- **SHORT TASK**: Could you return each line of the material below verbatim, leaving out the pictures?

- **RECORDS**:
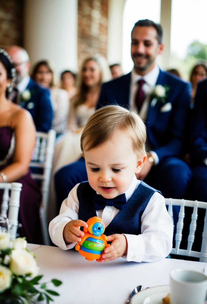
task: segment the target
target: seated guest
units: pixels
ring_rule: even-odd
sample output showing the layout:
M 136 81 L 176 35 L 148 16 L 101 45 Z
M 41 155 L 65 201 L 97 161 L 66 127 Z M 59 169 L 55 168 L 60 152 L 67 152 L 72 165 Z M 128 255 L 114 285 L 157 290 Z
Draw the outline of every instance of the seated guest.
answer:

- **EXERCISE OUTPUT**:
task: segment the target
target: seated guest
units: pixels
ring_rule: even-odd
sample output showing the layout:
M 136 81 L 176 35 L 148 16 L 101 45 Z
M 41 155 L 65 201 L 97 161 L 66 127 Z M 59 169 L 55 168 L 60 152 L 67 152 L 72 165 Z M 128 255 L 114 285 L 157 290 Z
Draw the outline of every instance of the seated guest.
answer:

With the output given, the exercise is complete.